By binding to the surface of the virus the HIV-1 Tat protein increases virus infectivity, identifying a target for new therapies.
The HIV Tat protein binds the Env viral protein, generating a virus entry complex that appears to play a key role in HIV vulnerability to neutralizing antibodies and might contribute to the maintenance of latent virus reservoirs resistant to therapy. Upon the identification of this complex (the Tat/Env complex) CNAIDS has combined Tat and Env in an experimental vaccine that was tested first in monkeys and then in a phase I clinical trial. CNAIDS is now committed to continue the research, aimed to clarify in more detail the role of the Tat/Env complex in virus infectivity and how it could be used to induce antibodies capable of neutralizing the infection.
HIV enters the target cells by binding the cellular receptors CD4 and CCR5 expressed on the surface of CD4+ T lymphocytes, macrophages and dendritic cells. Env also recognizes and binds other receptors, called membrane lectins. Some of these lectins promote the binding of Env to the CD4 receptor. Furthermore, lectins expressed by dendritic cells "capture" HIV transmitting the virus directly to CD4+ T lymphocytes. This process, called "trans-infection", ensures a very efficient pathway for virus spreading within the host. The Env molecule is, therefore, the natural target of antibodies able to neutralize the virus and many of the vaccines tested so far have used, or are using, Env as an immunogen to induce a neutralizing response against HIV.

-- What the task asks --
Answer from the text about the HIV Tat/Env complex:
1. Which viral protein does Tat bind to form the virus entry complex?
2. Before the phase I clinical trial, in what animals was the experimental Tat and Env vaccine first tested?
3. What is the process called in which lectins on dendritic cells capture HIV and transmit it directly to CD4+ T lymphocytes?
The material that comes after has no connection to the text about the HIV Tat/Env complex.

-- Extracted records --

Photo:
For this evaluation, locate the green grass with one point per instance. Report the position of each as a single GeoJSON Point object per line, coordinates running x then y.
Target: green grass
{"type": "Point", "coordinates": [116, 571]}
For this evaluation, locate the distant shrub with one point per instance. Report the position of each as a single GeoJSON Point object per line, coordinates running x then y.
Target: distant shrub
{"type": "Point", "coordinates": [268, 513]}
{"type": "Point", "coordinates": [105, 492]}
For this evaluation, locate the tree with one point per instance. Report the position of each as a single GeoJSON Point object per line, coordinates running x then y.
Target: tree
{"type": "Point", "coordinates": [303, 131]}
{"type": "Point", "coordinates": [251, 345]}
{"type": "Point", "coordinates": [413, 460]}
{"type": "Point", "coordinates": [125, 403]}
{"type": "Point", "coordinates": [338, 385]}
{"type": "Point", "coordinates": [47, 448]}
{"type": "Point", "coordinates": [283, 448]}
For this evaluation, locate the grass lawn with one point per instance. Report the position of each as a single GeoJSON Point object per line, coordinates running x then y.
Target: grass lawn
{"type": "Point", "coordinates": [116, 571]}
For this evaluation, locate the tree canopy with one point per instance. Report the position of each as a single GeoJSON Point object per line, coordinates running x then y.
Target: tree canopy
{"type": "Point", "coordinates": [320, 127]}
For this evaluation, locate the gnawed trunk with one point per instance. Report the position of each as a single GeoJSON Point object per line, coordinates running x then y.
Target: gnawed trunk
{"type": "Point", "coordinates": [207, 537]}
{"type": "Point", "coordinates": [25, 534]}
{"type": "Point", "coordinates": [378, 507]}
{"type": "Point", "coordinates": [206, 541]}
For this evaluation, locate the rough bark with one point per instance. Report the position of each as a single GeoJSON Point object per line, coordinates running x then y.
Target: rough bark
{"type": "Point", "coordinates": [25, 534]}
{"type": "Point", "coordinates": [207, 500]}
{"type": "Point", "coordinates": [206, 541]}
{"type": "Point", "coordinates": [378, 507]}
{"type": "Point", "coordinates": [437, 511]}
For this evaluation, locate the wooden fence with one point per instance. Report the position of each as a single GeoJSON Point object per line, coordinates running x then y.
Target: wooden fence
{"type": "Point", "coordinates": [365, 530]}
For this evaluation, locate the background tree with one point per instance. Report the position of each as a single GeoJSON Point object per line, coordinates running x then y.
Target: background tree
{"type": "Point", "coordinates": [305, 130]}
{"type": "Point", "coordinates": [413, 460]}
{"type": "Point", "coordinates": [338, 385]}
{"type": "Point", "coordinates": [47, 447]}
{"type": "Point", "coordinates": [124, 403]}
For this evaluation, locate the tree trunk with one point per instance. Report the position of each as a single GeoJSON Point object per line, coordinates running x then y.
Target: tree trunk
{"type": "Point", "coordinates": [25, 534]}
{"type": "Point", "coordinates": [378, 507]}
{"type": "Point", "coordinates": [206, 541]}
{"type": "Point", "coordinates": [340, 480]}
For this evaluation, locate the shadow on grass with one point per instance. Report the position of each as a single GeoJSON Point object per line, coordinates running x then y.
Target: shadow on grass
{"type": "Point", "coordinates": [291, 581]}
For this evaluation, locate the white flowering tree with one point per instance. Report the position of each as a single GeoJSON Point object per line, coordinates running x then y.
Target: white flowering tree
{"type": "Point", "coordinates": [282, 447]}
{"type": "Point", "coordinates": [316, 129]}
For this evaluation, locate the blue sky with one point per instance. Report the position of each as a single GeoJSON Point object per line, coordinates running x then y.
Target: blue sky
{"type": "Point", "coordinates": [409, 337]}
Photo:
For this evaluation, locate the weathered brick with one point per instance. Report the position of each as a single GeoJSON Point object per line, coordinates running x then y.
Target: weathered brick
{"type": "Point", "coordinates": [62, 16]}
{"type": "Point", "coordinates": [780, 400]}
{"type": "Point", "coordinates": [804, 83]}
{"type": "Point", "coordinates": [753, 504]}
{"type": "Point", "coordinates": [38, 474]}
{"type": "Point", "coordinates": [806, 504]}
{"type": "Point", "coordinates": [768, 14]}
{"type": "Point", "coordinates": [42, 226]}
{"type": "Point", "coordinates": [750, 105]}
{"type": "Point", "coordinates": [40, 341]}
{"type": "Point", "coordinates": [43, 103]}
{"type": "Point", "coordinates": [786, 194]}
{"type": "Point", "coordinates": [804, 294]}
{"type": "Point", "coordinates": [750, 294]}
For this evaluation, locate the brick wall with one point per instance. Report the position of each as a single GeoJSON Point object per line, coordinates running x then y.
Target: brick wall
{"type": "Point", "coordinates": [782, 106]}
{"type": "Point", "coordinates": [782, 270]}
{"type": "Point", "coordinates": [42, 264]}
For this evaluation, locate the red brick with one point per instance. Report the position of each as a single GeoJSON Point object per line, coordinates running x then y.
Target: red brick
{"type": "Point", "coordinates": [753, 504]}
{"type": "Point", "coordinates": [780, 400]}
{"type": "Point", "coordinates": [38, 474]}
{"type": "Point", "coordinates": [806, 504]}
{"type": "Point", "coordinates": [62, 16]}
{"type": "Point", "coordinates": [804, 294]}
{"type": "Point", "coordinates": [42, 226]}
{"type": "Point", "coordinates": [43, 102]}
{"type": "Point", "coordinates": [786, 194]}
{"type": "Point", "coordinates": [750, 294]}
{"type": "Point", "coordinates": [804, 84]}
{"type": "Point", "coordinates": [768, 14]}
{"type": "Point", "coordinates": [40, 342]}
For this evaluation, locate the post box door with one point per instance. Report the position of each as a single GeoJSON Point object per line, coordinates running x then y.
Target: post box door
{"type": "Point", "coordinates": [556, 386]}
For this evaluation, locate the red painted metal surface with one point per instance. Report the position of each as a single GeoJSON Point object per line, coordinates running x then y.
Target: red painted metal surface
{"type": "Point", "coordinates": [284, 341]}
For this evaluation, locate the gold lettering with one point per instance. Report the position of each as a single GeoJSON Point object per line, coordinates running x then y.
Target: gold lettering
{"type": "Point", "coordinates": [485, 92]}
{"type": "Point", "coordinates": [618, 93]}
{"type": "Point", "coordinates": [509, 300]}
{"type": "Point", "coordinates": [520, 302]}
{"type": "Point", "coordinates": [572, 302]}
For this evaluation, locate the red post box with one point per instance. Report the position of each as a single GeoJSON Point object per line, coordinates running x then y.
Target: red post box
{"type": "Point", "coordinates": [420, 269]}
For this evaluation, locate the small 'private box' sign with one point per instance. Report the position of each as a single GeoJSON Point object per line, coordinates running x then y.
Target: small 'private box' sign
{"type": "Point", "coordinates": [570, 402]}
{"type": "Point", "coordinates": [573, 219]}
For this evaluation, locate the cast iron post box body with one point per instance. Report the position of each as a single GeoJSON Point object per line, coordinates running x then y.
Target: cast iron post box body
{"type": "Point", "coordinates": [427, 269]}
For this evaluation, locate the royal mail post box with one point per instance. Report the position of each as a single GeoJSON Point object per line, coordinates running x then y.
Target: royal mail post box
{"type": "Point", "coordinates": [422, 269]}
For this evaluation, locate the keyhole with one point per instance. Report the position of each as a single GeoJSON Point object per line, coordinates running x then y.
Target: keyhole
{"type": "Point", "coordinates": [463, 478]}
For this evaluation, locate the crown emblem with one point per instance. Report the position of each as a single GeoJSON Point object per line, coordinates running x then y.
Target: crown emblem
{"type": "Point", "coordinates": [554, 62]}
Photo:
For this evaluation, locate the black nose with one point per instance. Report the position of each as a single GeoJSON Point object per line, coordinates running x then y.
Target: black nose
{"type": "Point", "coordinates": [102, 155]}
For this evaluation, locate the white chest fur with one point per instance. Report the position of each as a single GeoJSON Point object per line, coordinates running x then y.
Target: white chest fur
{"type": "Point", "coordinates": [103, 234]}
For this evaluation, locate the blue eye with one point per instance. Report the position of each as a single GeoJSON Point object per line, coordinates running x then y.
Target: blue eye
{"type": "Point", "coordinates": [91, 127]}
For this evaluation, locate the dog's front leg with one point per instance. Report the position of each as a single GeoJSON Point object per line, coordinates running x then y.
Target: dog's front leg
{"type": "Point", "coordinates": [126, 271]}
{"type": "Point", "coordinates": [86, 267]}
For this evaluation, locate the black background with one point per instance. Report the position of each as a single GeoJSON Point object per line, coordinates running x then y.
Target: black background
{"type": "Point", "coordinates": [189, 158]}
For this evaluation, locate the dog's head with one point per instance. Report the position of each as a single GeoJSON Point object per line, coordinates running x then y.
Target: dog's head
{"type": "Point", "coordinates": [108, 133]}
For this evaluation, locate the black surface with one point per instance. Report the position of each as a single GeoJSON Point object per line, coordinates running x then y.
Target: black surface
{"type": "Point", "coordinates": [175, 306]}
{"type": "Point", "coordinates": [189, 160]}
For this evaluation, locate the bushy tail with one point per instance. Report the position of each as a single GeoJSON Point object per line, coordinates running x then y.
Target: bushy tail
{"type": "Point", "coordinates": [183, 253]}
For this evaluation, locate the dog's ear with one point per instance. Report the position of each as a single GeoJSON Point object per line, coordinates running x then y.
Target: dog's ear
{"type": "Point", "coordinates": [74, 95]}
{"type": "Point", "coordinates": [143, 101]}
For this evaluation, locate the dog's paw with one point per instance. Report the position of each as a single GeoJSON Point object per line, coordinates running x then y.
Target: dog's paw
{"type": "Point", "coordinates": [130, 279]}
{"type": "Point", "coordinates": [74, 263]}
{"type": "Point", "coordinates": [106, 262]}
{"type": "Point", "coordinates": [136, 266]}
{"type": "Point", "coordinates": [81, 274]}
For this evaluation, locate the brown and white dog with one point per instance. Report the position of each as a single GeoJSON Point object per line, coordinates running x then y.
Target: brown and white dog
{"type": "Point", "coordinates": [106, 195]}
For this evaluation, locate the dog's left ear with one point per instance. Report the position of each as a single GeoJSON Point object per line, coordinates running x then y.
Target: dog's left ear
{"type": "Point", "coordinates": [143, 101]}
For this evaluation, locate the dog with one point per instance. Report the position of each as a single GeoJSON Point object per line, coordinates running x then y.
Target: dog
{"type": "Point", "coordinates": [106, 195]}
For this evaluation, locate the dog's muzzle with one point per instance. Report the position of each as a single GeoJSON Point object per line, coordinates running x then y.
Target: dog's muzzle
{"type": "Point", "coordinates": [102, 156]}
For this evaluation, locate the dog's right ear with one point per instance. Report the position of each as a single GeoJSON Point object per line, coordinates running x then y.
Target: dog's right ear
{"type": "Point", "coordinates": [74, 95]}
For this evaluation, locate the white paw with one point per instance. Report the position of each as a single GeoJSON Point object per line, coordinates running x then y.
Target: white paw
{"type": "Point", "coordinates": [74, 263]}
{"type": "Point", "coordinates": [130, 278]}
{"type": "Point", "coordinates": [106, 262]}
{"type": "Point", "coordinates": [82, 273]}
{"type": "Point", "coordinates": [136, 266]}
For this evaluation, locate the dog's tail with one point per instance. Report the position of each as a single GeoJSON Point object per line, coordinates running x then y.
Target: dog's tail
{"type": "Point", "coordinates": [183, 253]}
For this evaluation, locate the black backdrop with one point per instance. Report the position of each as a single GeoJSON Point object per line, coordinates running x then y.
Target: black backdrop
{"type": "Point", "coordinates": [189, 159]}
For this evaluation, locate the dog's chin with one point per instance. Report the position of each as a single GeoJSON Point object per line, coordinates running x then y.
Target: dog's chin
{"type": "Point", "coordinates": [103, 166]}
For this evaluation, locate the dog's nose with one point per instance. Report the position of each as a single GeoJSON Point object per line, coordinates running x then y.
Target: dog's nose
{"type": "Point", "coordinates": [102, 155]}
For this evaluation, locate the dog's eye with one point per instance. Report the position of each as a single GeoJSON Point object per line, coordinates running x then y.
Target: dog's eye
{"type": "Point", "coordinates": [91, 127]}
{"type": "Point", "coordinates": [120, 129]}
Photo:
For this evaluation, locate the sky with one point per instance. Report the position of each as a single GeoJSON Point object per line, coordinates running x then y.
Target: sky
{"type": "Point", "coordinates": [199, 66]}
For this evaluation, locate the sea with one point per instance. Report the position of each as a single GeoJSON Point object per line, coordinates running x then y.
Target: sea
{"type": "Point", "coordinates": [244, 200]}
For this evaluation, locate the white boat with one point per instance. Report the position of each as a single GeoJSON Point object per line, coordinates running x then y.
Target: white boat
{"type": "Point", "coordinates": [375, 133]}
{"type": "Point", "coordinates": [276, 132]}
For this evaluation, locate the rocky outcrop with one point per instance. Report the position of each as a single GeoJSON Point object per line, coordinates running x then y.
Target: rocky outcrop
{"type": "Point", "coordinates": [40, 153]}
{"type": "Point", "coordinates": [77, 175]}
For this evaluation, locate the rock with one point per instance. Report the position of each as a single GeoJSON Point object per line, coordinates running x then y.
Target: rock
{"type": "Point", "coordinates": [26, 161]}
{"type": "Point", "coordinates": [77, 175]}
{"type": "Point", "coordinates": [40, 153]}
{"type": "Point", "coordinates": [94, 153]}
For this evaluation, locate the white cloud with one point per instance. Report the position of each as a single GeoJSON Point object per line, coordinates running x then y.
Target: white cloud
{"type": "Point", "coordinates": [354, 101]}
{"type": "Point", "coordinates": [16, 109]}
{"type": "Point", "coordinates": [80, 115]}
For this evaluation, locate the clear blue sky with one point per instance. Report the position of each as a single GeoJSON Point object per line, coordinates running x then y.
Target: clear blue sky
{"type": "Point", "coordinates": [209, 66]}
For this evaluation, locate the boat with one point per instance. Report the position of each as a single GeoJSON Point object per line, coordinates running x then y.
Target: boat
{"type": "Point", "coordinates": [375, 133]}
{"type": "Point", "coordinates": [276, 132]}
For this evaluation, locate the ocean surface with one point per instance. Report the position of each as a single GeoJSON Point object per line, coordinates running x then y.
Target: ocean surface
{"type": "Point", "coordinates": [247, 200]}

-- Output of the exercise --
1. Env
2. Monkeys
3. Trans-infection